**Given text:**
______________________________
# Mystery Cichlid



## stellarbabe316 (Oct 12, 2008)

I'm not sure if anyone else has posted this cichlid, but, I need help identifying it. I'm hoping it is indeed a cichlid. I bought my first set of cichlids at petland. Two of them I know for sure are red zebras. This one, I'm not sure, though. It was in the tank with the red zebras but it doesn't really look like them. I could be wrong, as I am very new at this. I hope someone can help me identify my fish.
:fish:


----------



## Vincent (May 7, 2004)

It might be an orange chromide, Etroplus maculatus.

http://www.cichlid-forum.com/profiles/species.php?id=1344


----------



## stellarbabe316 (Oct 12, 2008)

Oh! Thank you!


----------



## dwarfpike (Jan 22, 2008)

Yup, red form of the orange chromide.


----------



## stellarbabe316 (Oct 12, 2008)

As I said before, I am new at this. I just want to confirm that the fish below is indeed a Julidochromis ornatus.

Thanks again for all of the help!!

Josie


----------



## Fogelhund (Dec 3, 2002)

stellarbabe316 said:


> As I said before, I am new at this. I just want to confirm that the fish below is indeed a Julidochromis ornatus.
> 
> Thanks again for all of the help!!
> 
> Josie


No, it is a Melanochromis auratus. After you read the profile you'll be. -> 

One of the most aggressive of the Malawian cichlids.


----------



## DarbX1605 (Apr 7, 2008)

Most definately an Auratus - and is appears to be beginning a color transition to male.


----------



## stellarbabe316 (Oct 12, 2008)

I have noticed a bit of aggression in him. I've also noticed he enjoys digging. Thanks much!!
______________________________
**Records shown:**
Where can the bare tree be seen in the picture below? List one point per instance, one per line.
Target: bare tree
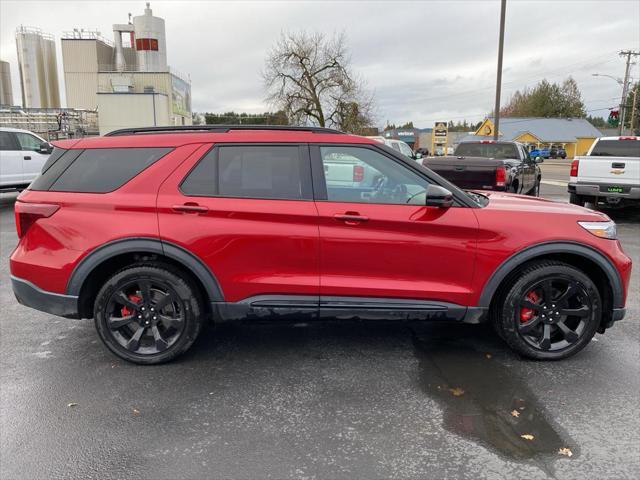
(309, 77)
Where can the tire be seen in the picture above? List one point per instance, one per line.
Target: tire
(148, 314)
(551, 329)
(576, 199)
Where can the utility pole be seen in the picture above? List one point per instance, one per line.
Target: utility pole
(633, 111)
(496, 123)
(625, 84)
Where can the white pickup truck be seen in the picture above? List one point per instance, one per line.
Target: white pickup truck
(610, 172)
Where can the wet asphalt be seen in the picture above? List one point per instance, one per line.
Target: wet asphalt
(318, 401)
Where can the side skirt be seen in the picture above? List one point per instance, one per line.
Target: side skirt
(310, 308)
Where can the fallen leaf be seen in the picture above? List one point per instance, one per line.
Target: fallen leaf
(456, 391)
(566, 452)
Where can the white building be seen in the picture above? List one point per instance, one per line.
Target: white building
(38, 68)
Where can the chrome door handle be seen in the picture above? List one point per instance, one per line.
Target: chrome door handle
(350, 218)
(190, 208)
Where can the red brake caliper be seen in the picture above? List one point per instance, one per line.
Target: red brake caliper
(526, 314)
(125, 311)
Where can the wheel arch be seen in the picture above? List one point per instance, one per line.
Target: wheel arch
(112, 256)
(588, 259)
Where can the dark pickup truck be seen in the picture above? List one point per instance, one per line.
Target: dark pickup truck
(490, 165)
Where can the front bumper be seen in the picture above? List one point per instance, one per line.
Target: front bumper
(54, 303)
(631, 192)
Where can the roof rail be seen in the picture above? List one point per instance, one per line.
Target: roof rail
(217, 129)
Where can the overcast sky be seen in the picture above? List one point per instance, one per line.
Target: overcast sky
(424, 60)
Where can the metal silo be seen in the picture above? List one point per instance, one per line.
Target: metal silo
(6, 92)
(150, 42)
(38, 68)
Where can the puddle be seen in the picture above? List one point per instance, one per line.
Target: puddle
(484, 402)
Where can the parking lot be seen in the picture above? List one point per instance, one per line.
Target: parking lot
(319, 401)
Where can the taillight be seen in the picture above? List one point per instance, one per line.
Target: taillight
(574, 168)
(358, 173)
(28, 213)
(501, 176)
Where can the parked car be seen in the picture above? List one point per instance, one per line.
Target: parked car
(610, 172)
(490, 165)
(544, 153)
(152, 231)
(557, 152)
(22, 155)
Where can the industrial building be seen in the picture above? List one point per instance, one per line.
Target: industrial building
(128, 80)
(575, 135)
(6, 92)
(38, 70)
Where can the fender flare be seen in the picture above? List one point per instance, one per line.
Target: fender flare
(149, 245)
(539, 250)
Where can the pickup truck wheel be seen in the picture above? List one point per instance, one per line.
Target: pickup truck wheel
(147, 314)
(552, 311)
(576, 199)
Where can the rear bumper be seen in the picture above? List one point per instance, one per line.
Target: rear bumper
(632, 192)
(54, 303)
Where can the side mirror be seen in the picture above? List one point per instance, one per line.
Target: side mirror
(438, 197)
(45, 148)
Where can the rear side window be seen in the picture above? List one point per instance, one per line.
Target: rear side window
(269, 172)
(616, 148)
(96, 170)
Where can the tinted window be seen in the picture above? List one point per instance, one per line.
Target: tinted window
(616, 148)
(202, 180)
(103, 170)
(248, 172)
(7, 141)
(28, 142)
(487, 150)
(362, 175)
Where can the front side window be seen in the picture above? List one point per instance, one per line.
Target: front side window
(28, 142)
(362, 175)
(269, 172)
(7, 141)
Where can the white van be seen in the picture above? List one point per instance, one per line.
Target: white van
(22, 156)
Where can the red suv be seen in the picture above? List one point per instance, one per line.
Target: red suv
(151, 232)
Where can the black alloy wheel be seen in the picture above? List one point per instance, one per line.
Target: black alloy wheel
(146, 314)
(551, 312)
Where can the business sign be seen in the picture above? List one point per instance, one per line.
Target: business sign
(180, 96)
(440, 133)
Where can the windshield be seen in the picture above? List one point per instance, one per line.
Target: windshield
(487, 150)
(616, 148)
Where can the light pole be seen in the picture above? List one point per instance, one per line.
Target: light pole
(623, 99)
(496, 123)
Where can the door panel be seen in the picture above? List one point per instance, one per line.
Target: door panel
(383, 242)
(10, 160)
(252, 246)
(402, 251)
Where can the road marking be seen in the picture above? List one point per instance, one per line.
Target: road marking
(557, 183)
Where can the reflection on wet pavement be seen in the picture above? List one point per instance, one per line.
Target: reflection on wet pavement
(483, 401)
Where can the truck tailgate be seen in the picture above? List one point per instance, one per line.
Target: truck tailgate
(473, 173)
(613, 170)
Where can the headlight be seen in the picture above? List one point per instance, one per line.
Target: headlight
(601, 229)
______________________________
**Problem A:** In the cichlid identification thread, what species did Vincent suggest the first fish might be?
**Problem B:** Rewrite the stretch of the cichlid thread from "I'm not sure if" through "identify my fish.", updating "red zebras" to "yellow labs".
**Problem C:** Write the next post in the cichlid identification thread, picking up after its last post.
You won't need the rows for any of this.

**Written reply A:** An orange chromide, Etroplus maculatus.

**Written reply B:**
I'm not sure if anyone else has posted this cichlid, but, I need help identifying it. I'm hoping it is indeed a cichlid. I bought my first set of cichlids at petland. Two of them I know for sure are yellow labs. This one, I'm not sure, though. It was in the tank with the yellow labs but it doesn't really look like them. I could be wrong, as I am very new at this. I hope someone can help me identify my fish.

**Written reply C:**
Both of my chromides have died. I think they were not all that well when I bought them. They seemed to mope a lot and never really rushed to the top of the tank for food.

Thanksagain for all your help...I'll probably be posting more mysery cichlids as I'm still learning to identify them all. :fish:


----------



## stellarbabe316 (Oct 12, 2008)

The following fish is the one I was thinking was a metriaclima estherae (red zebra.) However, I was brosing through the profiles on this site, and am now wondering if this fish is actually a Melanochromis johannii. I was looking at the picture of the juveniles, and that is what made me think I was wrong. Ugh...I'm asuming it will get easier to identify these fish. It would also help if pet stores would label the tanks something other than "African Cichlids: assrt."

Thanks again for all the help for the newbie here.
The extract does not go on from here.